すなわち、本発明によれば、(1)グリセリン重合物と、(2)炭素数8〜18の直鎖脂肪酸、不飽和脂肪酸および分枝脂肪酸からなる群から選ばれる1種または2種以上の脂肪酸(以下、単に脂肪酸ということがある)と、(3)炭素数9〜20の脂肪族飽和二塩基酸(以下、単に二塩基酸ということがある)とのエステル化生成物であって、(1)の1モルに対して(3)が0.3〜0.5モルであり、かつ(1)の水酸基の数のうち50〜75%を残存させた部分エステル化生成物からなる乳化安定化剤が提供される。
【0009】
【発明の実施の形態】
本発明のエステル化生成物を製造するための必須原料成分としては、まず、グリセリン重合物がある。本発明において、グリセリン重合物の好適な重合度は平均重合度として5以上のものをさすが、とりわけ平均重合度が6以上のものが好ましく、さらには10程度までのグリセリン重合物であり、具体的にはペンタグリセリン、ヘキサグリセリン、オクタグリセリン、デカグリセリン等を例示でき、これらは単独もしくは任意の組み合わせの混合物として使用できる。
【0010】
次に、脂肪酸は、炭素数が8〜18の直鎖脂肪酸、不飽和脂肪酸および分枝脂肪酸からなる群から選ばれる1種または2種以上であることを必須とする。具体的にはn−オクタン酸、n−デカン酸、ラウリン酸、ミリスチン酸、パルミチン酸、ステアリン酸等の直鎖脂肪酸、パルミトオレイン酸、オレイン酸、リノール酸、リノレン酸等の不飽和脂肪酸、イソオクチル酸(2−エチルヘキサン酸)、イソパルミチン酸(2−ヘキシルデカン酸)、イソステアリン酸(エメリー社製、商品名「Emersol 875 Isostearic Acid 」、ユニケマ社製、商品名「PRISORINE ISAC 3505 」等)等の分枝脂肪酸を例としてあげることができ、本発明ではこれらを単独で使用しあるいは任意の組み合わせの混合物で使用してもさしつかえない。これらのうち望ましい脂肪酸は、炭素数が16ないし18のもので、具体的にはステアリン酸、パルミチン酸、イソステアリン酸およびオレイン酸からなる群から選ばれる1種または2種以上である。なお、本発明においては、不飽和度の高い脂肪酸を多く使用すると、本発明のエステル化生成物の保存安定性が低下する場合があるため注意が必要である。また、かかる脂肪酸の炭素数が7未満あるいは20以上であると、その場合のエステル化生成物は本発明でいうところの乳化安定化機能を発揮しにくくなる。最大の乳化安定化機能を発現するのは、脂肪酸として炭素数が16〜18のものを用いたときである。

出題
A) 提示文のうち、「すなわち、本発明によれば、(1)グリセリ」から「せの混合物として使用できる。」までをすべて書き写すこと。
B) 提示文の要点を二文でまとめよ。

資料
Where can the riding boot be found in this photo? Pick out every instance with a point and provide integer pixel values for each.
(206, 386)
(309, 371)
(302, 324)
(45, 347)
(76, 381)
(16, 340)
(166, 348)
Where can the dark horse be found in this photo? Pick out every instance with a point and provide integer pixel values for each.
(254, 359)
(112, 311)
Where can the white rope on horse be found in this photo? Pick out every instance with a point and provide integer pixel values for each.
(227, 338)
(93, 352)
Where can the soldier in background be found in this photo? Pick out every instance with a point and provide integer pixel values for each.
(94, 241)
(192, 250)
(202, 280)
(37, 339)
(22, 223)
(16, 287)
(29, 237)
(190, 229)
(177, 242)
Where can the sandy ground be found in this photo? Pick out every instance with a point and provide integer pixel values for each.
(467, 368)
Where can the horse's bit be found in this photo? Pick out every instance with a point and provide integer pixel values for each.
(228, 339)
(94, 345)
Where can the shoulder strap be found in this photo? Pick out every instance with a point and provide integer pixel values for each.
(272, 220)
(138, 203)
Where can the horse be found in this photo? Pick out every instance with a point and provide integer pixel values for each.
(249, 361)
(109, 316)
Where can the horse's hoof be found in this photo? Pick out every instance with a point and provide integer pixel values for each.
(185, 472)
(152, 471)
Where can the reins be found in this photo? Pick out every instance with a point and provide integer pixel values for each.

解答一覧
A)
すなわち、本発明によれば、(1)グリセリン重合物と、(2)炭素数8〜18の直鎖脂肪酸、不飽和脂肪酸および分枝脂肪酸からなる群から選ばれる1種または2種以上の脂肪酸(以下、単に脂肪酸ということがある)と、(3)炭素数9〜20の脂肪族飽和二塩基酸(以下、単に二塩基酸ということがある)とのエステル化生成物であって、(1)の1モルに対して(3)が0.3〜0.5モルであり、かつ(1)の水酸基の数のうち50〜75%を残存させた部分エステル化生成物からなる乳化安定化剤が提供される。
【0009】
【発明の実施の形態】
本発明のエステル化生成物を製造するための必須原料成分としては、まず、グリセリン重合物がある。本発明において、グリセリン重合物の好適な重合度は平均重合度として5以上のものをさすが、とりわけ平均重合度が6以上のものが好ましく、さらには10程度までのグリセリン重合物であり、具体的にはペンタグリセリン、ヘキサグリセリン、オクタグリセリン、デカグリセリン等を例示でき、これらは単独もしくは任意の組み合わせの混合物として使用できる。

B) グリセリン重合物と炭素数8〜18の脂肪酸と炭素数9〜20の脂肪族飽和二塩基酸との部分エステル化生成物からなる乳化安定化剤が示されており、グリセリン重合物は平均重合度5以上、とりわけ6以上のものが好ましい。脂肪酸は炭素数16〜18のものが望ましく、これを用いたときに最大の乳化安定化機能が発現するが、不飽和度の高い脂肪酸を多く使うと保存安定性が低下する場合がある。